Exercise objective ▸
Can you write out the listing below again line by line, requests included, with every coordinate in the answers increased by 144 and the pictures left out?

(Records from a point labeling set)
--------------------------------

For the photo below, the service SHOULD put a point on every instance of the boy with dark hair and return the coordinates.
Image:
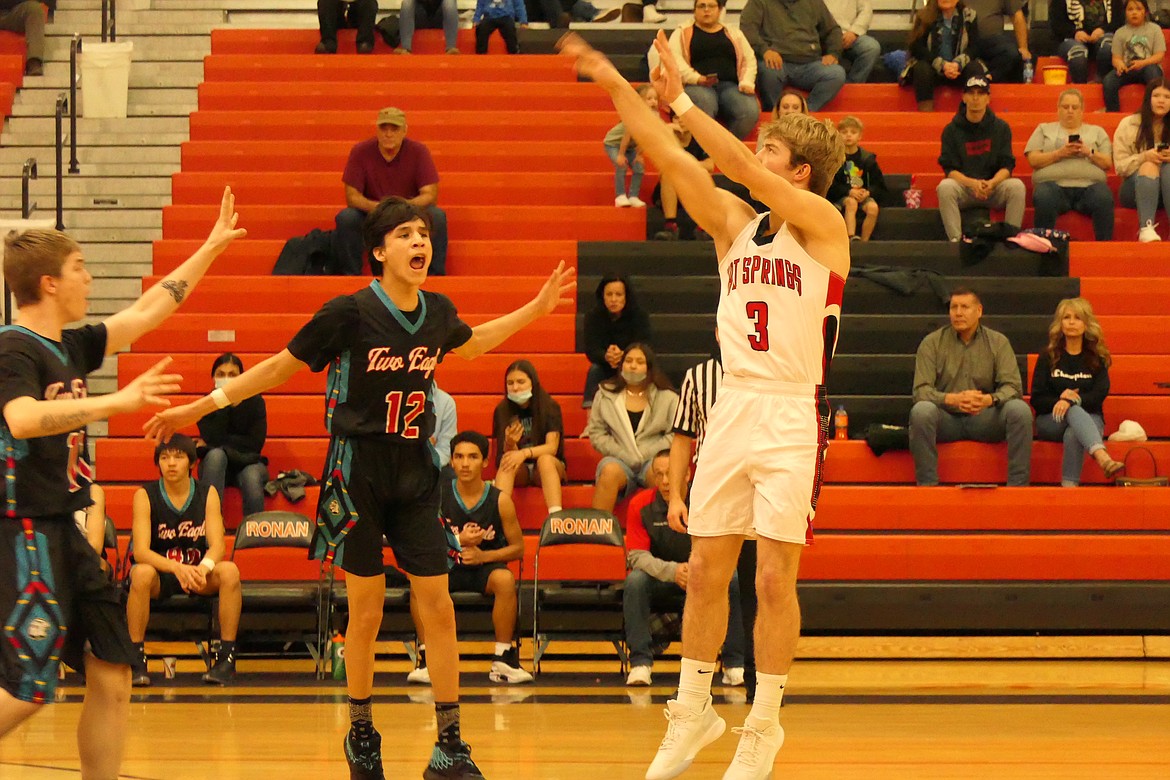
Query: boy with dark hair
(382, 346)
(483, 519)
(56, 601)
(178, 538)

--------------------------------

Output of the task ▸
For the photo below, the service SHOULD put a point on every instance of the boy with dark hair and return the coordinates.
Image:
Query: boy with dark hair
(526, 490)
(627, 663)
(200, 745)
(322, 682)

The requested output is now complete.